Directions: For the data below, the lines that hold "leaf" should be counted; only the resulting number is expected.

Material supplied:

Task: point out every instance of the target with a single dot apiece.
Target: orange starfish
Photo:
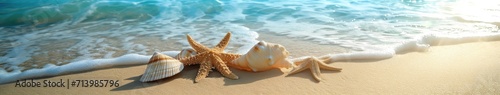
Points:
(210, 58)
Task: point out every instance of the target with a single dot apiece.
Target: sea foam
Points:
(135, 59)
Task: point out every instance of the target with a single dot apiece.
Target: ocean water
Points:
(51, 37)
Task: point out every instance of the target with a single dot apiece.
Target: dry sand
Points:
(470, 68)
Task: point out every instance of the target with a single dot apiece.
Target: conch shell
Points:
(161, 66)
(263, 56)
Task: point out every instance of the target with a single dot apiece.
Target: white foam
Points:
(417, 45)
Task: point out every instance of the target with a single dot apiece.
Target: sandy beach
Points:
(469, 68)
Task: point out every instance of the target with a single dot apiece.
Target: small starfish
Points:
(314, 64)
(210, 58)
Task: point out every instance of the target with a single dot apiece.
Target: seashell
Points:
(161, 66)
(263, 56)
(185, 53)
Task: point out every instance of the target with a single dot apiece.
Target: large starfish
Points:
(314, 64)
(209, 58)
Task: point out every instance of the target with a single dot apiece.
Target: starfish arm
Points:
(203, 71)
(196, 46)
(300, 68)
(223, 43)
(228, 57)
(222, 68)
(193, 59)
(316, 71)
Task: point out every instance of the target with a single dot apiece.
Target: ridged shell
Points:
(161, 66)
(185, 53)
(264, 56)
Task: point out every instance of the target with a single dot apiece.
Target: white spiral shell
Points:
(264, 56)
(161, 66)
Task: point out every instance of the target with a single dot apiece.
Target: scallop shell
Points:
(264, 56)
(185, 53)
(161, 66)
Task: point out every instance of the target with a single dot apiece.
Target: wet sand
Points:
(470, 68)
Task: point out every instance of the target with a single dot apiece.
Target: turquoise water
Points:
(74, 30)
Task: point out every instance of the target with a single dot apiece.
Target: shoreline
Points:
(469, 68)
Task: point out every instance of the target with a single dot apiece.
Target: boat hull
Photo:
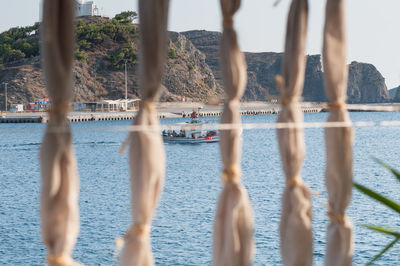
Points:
(183, 140)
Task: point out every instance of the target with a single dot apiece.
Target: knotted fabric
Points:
(146, 153)
(339, 250)
(295, 226)
(60, 184)
(233, 225)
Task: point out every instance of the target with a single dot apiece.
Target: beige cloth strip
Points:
(233, 226)
(60, 183)
(146, 152)
(339, 249)
(295, 226)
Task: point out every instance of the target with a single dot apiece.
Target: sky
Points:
(373, 25)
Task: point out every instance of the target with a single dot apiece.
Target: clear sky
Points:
(373, 25)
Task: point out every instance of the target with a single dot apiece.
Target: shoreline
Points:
(184, 109)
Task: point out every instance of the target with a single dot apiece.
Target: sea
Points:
(182, 226)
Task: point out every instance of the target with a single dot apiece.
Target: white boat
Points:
(189, 133)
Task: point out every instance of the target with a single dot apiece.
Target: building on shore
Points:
(83, 8)
(86, 8)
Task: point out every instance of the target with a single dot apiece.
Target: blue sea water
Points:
(182, 227)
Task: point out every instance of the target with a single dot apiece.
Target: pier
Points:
(165, 110)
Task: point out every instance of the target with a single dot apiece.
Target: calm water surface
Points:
(182, 227)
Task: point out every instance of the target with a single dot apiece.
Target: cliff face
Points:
(186, 73)
(396, 94)
(192, 71)
(366, 84)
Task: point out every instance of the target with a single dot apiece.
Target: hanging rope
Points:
(295, 226)
(233, 226)
(339, 140)
(60, 183)
(146, 152)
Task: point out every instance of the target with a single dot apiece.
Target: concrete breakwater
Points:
(165, 110)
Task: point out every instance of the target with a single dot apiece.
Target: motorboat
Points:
(189, 133)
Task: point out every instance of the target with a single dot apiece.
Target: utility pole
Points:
(5, 88)
(126, 90)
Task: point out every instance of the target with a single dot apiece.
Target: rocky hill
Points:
(192, 69)
(395, 94)
(103, 45)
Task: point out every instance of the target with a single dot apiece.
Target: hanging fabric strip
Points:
(60, 183)
(233, 226)
(339, 250)
(295, 226)
(146, 152)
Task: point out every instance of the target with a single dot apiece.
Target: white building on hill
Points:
(86, 8)
(83, 8)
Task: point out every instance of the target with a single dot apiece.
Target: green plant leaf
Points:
(383, 251)
(383, 230)
(391, 204)
(395, 172)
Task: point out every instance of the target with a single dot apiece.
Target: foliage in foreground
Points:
(388, 203)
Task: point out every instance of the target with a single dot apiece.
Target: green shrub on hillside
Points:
(23, 42)
(127, 53)
(17, 44)
(126, 17)
(80, 55)
(172, 53)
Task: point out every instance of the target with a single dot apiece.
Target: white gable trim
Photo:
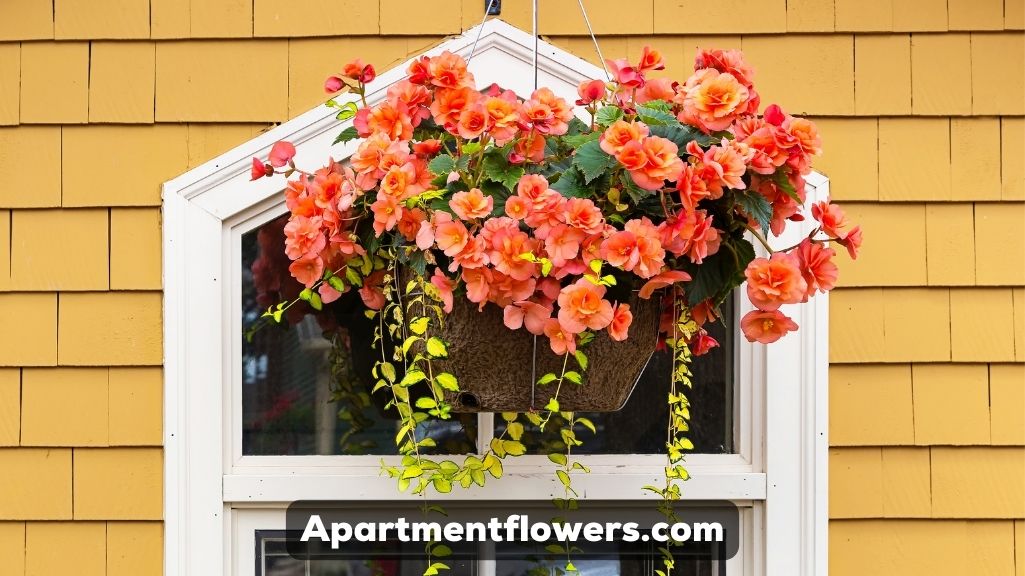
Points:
(202, 206)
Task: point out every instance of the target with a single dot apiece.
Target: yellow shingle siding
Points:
(920, 105)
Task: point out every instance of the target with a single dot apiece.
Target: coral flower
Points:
(358, 71)
(582, 305)
(582, 214)
(387, 211)
(281, 154)
(472, 205)
(817, 266)
(766, 327)
(852, 242)
(621, 133)
(473, 121)
(562, 341)
(624, 74)
(308, 270)
(712, 99)
(303, 237)
(451, 237)
(651, 59)
(621, 320)
(775, 281)
(449, 71)
(831, 217)
(259, 170)
(517, 207)
(589, 91)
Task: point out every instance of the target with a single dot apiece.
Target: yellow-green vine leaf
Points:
(437, 347)
(419, 326)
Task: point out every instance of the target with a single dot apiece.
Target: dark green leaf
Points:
(592, 161)
(654, 117)
(571, 184)
(345, 135)
(497, 168)
(755, 206)
(607, 115)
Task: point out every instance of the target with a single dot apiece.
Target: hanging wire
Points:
(535, 42)
(598, 49)
(480, 29)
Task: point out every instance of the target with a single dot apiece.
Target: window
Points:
(248, 426)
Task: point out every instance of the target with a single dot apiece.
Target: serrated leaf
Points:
(437, 347)
(558, 458)
(755, 206)
(607, 115)
(498, 169)
(345, 135)
(592, 161)
(419, 326)
(412, 377)
(571, 184)
(652, 116)
(442, 164)
(425, 403)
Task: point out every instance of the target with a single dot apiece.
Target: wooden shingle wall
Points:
(920, 104)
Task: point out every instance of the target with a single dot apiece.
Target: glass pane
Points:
(633, 560)
(305, 383)
(640, 426)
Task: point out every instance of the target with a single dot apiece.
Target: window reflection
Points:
(305, 383)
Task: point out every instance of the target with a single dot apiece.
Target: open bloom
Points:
(562, 341)
(582, 305)
(766, 327)
(775, 281)
(281, 154)
(472, 205)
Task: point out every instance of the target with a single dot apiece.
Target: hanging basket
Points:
(498, 368)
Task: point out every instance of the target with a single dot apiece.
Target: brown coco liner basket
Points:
(498, 368)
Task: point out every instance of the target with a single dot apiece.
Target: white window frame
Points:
(777, 475)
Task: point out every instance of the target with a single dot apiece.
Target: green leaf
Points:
(437, 347)
(442, 164)
(607, 115)
(580, 139)
(345, 135)
(653, 116)
(497, 168)
(755, 205)
(336, 283)
(447, 381)
(412, 377)
(387, 370)
(316, 302)
(571, 184)
(419, 326)
(425, 403)
(592, 161)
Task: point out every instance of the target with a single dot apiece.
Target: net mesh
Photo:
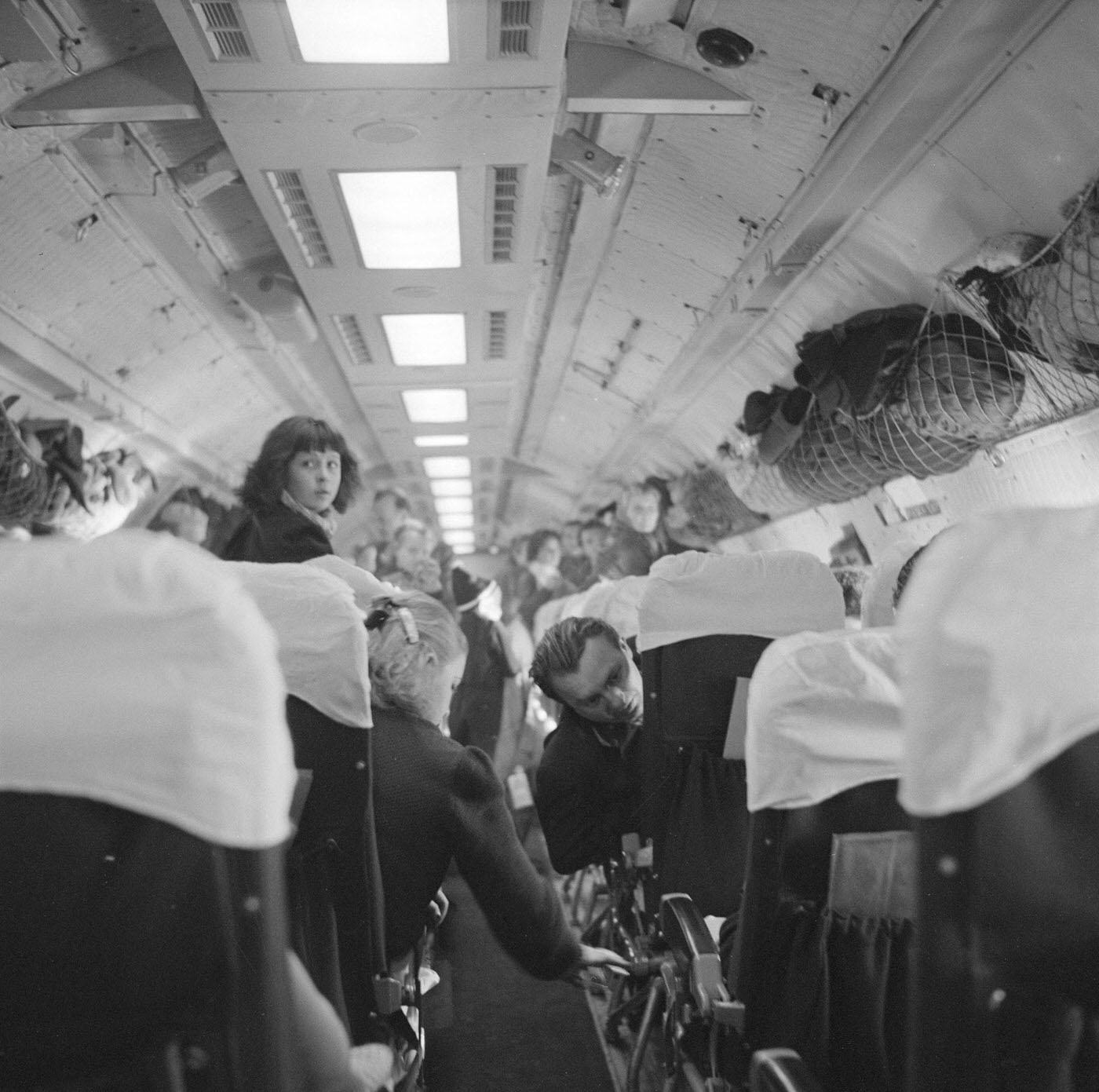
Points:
(24, 479)
(997, 354)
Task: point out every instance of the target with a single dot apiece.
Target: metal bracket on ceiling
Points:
(155, 86)
(613, 79)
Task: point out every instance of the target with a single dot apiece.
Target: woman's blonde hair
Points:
(408, 630)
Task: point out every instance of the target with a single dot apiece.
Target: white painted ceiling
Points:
(635, 324)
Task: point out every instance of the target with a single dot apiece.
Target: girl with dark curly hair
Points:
(304, 476)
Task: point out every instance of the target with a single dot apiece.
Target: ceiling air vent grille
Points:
(225, 32)
(505, 190)
(516, 25)
(300, 217)
(351, 334)
(496, 346)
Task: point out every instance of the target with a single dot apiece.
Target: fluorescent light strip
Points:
(371, 32)
(447, 506)
(456, 521)
(442, 440)
(447, 466)
(417, 340)
(451, 487)
(436, 407)
(404, 219)
(458, 538)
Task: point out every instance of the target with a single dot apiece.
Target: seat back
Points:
(823, 751)
(145, 779)
(337, 900)
(705, 621)
(1002, 768)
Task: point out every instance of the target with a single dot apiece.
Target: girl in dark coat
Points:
(304, 476)
(436, 801)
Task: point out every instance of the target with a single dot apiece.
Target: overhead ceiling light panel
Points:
(451, 487)
(447, 466)
(456, 521)
(425, 340)
(371, 32)
(458, 539)
(447, 506)
(404, 219)
(436, 407)
(453, 440)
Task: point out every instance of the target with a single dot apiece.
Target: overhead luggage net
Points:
(997, 354)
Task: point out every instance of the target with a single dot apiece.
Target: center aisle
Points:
(507, 1032)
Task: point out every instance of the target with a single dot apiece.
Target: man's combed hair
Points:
(397, 666)
(562, 646)
(266, 478)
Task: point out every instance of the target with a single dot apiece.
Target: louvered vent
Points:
(301, 220)
(220, 22)
(496, 346)
(517, 27)
(351, 334)
(505, 190)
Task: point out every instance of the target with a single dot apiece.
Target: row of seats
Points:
(155, 701)
(148, 777)
(906, 812)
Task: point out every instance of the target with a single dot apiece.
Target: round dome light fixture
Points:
(723, 49)
(387, 132)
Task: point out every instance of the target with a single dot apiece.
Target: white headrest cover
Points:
(322, 644)
(617, 602)
(137, 673)
(823, 717)
(767, 594)
(999, 632)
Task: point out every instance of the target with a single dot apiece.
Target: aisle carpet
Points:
(506, 1031)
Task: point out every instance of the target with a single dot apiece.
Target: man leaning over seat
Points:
(590, 790)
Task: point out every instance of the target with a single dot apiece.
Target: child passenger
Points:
(302, 478)
(437, 801)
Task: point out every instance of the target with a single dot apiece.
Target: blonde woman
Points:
(436, 801)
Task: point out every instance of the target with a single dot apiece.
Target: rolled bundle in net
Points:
(24, 481)
(832, 461)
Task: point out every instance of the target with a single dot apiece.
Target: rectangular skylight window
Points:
(404, 219)
(447, 506)
(447, 466)
(371, 32)
(458, 538)
(425, 338)
(433, 407)
(451, 440)
(451, 487)
(456, 521)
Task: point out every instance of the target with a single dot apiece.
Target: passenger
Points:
(574, 564)
(593, 539)
(542, 580)
(392, 508)
(439, 802)
(511, 575)
(488, 701)
(304, 477)
(411, 564)
(590, 783)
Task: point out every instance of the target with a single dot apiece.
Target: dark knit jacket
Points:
(276, 534)
(588, 794)
(436, 801)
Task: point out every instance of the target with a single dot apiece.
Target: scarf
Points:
(324, 520)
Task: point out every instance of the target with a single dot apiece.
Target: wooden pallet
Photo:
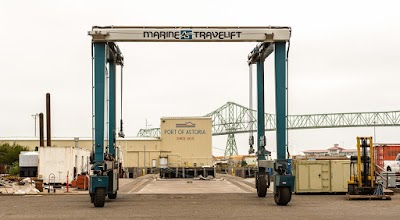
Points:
(368, 197)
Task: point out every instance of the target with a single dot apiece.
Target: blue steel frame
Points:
(103, 55)
(286, 179)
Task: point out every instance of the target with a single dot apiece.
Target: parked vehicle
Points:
(393, 165)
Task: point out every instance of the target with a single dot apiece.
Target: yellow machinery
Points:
(362, 178)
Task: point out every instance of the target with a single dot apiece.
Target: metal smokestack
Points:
(41, 130)
(48, 121)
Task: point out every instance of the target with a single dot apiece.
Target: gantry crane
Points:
(104, 181)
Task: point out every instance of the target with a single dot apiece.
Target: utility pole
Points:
(35, 116)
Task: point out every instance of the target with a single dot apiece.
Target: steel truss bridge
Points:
(233, 118)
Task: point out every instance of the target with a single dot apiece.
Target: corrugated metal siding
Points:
(188, 139)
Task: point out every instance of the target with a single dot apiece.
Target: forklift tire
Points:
(282, 195)
(112, 195)
(99, 197)
(261, 185)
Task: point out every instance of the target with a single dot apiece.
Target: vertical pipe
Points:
(99, 95)
(111, 104)
(280, 99)
(260, 109)
(48, 120)
(41, 130)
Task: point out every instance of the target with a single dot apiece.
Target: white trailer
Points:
(55, 163)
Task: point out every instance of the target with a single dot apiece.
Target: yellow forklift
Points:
(362, 183)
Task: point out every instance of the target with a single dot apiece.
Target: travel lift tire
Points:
(112, 195)
(282, 195)
(261, 185)
(99, 197)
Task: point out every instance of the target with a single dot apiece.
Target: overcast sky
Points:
(344, 57)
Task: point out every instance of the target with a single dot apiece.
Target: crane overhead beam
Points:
(189, 34)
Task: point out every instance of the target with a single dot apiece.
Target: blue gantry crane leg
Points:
(283, 180)
(104, 180)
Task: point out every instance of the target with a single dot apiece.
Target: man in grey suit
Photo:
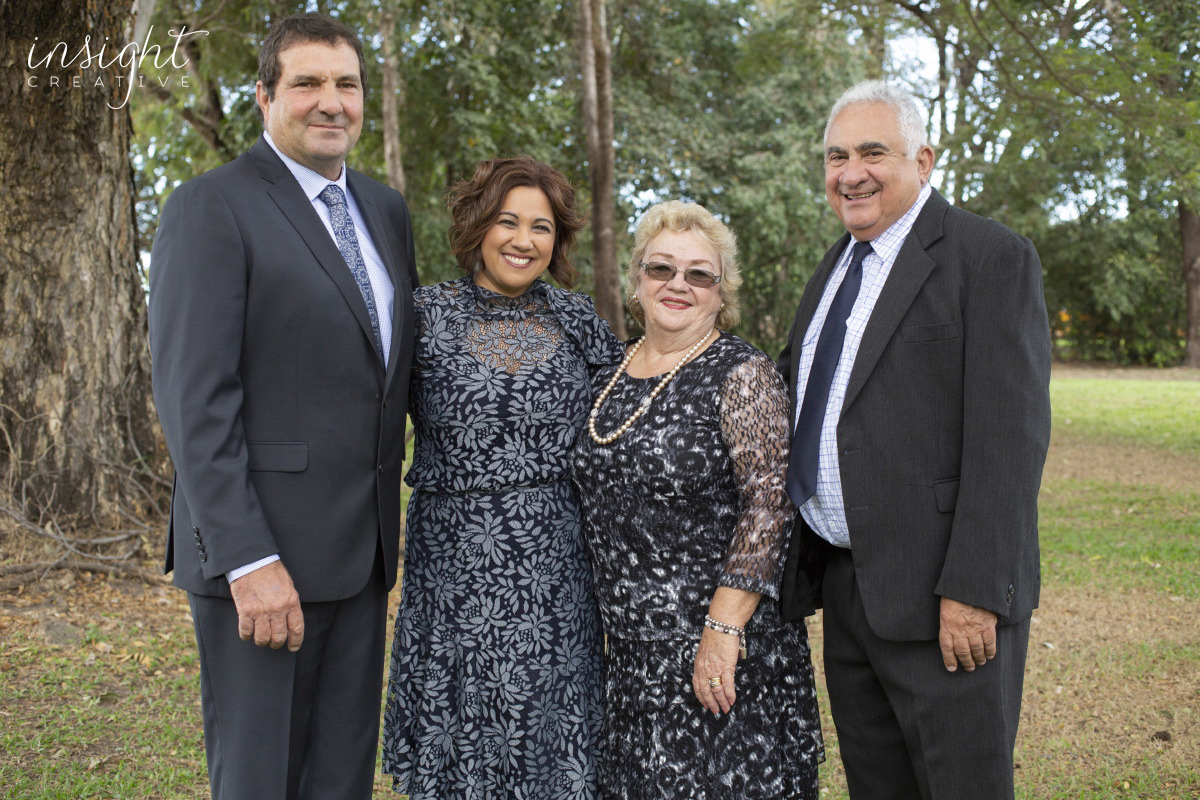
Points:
(919, 366)
(281, 326)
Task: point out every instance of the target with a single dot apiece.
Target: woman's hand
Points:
(715, 657)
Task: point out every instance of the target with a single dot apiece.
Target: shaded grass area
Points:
(100, 690)
(1152, 413)
(1121, 536)
(97, 705)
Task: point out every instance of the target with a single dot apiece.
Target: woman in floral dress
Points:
(495, 685)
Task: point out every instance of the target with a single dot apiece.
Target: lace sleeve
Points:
(754, 425)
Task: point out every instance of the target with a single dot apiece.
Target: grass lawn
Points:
(99, 689)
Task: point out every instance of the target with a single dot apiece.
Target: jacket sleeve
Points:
(198, 284)
(1006, 428)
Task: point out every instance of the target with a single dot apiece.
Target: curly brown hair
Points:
(475, 203)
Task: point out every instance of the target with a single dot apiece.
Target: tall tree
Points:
(73, 364)
(1075, 104)
(391, 101)
(595, 66)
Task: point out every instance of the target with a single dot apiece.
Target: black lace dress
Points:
(690, 498)
(495, 685)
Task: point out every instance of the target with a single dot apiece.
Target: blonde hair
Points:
(688, 217)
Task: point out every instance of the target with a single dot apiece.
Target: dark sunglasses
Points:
(702, 278)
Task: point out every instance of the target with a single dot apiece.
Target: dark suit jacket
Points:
(943, 432)
(286, 433)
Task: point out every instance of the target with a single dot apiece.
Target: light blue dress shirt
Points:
(826, 510)
(313, 184)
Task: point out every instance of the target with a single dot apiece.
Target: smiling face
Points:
(317, 113)
(517, 247)
(675, 306)
(870, 181)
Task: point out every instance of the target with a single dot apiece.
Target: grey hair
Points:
(912, 127)
(681, 217)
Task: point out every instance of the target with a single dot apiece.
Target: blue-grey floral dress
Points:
(496, 669)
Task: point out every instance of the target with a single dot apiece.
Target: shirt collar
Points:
(311, 181)
(888, 244)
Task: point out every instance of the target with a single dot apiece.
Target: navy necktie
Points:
(802, 467)
(348, 244)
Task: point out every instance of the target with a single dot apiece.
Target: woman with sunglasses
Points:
(681, 475)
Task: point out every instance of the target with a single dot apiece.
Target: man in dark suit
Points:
(919, 366)
(281, 326)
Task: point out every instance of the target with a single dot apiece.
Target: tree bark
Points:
(391, 97)
(595, 64)
(75, 380)
(1189, 234)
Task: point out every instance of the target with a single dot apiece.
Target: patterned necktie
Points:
(348, 244)
(802, 467)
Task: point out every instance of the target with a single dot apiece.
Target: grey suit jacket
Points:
(943, 431)
(286, 432)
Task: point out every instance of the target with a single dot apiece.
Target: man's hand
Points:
(268, 607)
(967, 635)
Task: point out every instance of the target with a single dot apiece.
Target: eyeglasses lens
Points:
(701, 278)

Answer to this problem: 5